(Part of a data file)
>>

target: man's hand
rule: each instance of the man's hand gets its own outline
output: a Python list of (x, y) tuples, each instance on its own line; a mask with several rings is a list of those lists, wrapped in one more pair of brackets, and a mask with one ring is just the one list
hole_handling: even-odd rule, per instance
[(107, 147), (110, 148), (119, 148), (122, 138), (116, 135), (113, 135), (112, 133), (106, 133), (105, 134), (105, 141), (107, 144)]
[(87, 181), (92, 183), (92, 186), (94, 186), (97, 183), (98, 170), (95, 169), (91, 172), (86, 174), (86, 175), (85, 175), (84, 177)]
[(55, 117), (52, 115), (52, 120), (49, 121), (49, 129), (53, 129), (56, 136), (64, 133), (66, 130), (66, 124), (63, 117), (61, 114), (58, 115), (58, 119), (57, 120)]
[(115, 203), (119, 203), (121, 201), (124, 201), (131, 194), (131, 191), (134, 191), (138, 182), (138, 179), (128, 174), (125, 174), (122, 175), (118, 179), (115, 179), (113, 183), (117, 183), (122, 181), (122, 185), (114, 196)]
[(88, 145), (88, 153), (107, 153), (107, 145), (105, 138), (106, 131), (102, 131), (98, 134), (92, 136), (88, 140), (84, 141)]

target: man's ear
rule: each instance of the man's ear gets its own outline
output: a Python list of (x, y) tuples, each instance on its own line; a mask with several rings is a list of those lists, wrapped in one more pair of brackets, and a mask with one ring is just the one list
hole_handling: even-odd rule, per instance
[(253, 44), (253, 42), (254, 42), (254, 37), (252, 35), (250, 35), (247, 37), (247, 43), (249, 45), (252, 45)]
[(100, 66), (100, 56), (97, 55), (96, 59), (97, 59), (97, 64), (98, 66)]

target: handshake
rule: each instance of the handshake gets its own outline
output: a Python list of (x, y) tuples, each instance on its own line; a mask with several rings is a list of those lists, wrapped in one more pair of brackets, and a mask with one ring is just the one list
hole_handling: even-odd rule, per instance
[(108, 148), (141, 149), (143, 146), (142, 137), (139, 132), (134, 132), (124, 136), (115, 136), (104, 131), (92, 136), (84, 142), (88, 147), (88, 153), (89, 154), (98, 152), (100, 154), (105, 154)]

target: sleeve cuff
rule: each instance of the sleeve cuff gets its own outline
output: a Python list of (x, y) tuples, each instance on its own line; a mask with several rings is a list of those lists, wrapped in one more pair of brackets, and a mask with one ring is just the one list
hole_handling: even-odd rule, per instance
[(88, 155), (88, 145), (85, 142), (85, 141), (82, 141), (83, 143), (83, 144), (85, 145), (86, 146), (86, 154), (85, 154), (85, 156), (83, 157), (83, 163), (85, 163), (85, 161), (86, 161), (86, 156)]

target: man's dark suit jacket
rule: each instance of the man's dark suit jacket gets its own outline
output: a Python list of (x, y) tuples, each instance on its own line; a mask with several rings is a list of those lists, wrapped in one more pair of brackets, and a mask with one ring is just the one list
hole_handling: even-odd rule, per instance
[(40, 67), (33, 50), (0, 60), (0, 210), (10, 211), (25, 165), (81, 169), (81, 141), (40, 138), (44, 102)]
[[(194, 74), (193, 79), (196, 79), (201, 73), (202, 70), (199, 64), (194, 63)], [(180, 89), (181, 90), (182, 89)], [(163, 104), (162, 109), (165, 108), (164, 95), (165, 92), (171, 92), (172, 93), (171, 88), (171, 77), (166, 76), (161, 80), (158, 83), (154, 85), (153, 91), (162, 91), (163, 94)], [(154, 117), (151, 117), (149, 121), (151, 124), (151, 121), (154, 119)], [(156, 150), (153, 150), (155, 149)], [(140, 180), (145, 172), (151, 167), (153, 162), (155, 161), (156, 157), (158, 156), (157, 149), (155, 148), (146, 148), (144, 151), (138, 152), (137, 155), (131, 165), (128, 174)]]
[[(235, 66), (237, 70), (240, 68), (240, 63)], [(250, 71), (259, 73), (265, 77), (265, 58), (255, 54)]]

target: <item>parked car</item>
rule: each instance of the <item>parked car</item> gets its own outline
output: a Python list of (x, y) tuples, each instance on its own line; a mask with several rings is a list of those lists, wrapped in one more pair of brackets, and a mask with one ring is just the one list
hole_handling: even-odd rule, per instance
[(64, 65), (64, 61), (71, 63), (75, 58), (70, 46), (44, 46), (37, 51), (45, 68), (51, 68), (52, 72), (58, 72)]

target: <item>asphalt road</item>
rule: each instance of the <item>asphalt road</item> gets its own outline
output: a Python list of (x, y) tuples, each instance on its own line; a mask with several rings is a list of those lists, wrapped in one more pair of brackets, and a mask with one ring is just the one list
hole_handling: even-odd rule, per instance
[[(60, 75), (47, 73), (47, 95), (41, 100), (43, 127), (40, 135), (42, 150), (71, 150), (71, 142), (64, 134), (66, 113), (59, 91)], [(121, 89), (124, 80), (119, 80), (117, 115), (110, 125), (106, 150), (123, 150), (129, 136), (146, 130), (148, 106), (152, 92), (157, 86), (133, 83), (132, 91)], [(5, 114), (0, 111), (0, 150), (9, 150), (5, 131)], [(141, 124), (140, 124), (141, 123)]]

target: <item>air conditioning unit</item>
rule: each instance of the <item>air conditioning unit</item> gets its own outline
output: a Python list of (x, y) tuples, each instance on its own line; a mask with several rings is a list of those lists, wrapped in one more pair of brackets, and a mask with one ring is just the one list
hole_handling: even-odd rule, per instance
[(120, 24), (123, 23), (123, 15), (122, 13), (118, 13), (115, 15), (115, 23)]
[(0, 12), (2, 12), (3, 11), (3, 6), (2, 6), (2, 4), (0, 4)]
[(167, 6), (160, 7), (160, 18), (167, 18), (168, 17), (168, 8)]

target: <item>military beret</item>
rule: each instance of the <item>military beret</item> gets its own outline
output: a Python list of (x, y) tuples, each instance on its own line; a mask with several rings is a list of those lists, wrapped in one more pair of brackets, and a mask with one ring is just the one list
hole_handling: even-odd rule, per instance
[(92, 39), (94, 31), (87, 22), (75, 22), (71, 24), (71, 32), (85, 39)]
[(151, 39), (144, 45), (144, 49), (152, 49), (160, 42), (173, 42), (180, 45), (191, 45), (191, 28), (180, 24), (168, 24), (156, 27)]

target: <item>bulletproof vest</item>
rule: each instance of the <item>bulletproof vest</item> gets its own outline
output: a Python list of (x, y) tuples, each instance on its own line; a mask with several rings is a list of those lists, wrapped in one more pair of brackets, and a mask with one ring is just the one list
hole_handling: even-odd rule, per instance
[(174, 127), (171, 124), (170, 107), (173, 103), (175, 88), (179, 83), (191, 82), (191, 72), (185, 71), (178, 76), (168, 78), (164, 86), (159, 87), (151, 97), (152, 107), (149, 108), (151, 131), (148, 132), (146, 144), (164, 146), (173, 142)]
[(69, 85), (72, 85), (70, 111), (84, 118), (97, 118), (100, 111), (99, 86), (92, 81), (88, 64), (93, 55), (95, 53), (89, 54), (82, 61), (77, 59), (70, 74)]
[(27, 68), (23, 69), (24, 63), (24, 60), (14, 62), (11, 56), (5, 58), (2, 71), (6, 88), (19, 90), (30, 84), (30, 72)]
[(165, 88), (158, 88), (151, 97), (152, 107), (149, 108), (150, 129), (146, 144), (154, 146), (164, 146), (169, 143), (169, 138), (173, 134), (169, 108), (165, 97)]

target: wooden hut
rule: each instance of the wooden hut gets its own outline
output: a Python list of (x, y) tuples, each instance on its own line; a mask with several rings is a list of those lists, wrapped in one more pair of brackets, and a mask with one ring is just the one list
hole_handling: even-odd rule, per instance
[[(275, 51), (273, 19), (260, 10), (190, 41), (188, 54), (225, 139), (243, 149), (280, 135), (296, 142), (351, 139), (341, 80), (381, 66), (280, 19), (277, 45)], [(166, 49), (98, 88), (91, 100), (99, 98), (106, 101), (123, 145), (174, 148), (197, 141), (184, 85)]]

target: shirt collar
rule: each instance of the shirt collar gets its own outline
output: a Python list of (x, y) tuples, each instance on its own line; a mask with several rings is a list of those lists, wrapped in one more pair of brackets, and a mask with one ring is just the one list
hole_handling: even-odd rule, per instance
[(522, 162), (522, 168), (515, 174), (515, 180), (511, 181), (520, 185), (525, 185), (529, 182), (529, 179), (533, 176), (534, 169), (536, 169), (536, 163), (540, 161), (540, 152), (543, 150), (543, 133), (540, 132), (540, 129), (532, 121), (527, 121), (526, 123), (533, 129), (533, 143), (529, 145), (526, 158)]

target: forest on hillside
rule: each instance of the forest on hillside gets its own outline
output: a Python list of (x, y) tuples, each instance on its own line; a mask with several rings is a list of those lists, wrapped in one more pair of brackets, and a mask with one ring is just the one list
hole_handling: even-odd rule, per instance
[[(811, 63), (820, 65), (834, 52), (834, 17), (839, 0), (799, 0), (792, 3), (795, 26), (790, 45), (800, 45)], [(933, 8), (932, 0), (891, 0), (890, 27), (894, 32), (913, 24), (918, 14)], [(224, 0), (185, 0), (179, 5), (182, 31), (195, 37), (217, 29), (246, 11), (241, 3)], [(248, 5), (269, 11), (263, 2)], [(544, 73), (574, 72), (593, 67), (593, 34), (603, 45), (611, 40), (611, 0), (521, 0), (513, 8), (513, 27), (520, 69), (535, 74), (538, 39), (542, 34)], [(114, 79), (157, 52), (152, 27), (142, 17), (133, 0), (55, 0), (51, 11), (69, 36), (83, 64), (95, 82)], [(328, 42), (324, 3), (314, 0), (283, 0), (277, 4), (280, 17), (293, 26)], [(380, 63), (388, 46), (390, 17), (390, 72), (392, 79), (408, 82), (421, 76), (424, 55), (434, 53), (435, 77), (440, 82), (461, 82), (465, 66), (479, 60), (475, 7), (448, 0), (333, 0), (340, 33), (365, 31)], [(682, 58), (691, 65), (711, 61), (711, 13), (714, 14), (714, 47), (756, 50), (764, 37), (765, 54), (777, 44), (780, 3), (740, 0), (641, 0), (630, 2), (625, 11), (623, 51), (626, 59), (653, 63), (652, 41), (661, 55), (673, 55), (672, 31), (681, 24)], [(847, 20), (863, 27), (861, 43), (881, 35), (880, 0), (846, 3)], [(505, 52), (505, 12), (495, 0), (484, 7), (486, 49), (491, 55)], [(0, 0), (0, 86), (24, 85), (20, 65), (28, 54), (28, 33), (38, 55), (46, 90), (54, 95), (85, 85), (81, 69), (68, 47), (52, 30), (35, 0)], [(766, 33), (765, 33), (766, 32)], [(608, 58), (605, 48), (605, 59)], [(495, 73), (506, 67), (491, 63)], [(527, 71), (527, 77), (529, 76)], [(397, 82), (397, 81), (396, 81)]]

<<

Copy everything from the line containing "target: <item>bulletproof vest</item>" down to the line containing "108), (165, 97)]", substituting "occurrence" for every "instance" and leaving the rest as it is.

- **RESPONSE**
target: <item>bulletproof vest</item>
rule: each occurrence of the <item>bulletproof vest</item> gets its own outline
output: a Python list of (x, y) tuples, each occurrence on its own line; a mask with several rings is a list of those lists, wrapped in one more pair of brackets, and a mask with one ring is just the one list
hole_handling: even-odd rule, per occurrence
[(174, 127), (171, 124), (170, 107), (173, 103), (175, 88), (179, 83), (191, 82), (191, 72), (185, 71), (178, 76), (168, 78), (164, 86), (159, 87), (151, 97), (152, 107), (149, 108), (151, 131), (148, 132), (146, 144), (164, 146), (173, 142)]
[(69, 85), (72, 85), (70, 111), (84, 118), (97, 118), (100, 111), (99, 86), (92, 81), (88, 64), (93, 55), (95, 53), (89, 54), (82, 61), (77, 59), (70, 74)]
[(27, 68), (23, 69), (24, 63), (24, 60), (14, 62), (11, 56), (5, 58), (2, 71), (6, 88), (19, 90), (30, 84), (30, 72)]
[(165, 88), (158, 88), (151, 97), (152, 107), (149, 108), (150, 129), (146, 144), (154, 146), (164, 146), (169, 143), (169, 138), (173, 134), (169, 108), (165, 97)]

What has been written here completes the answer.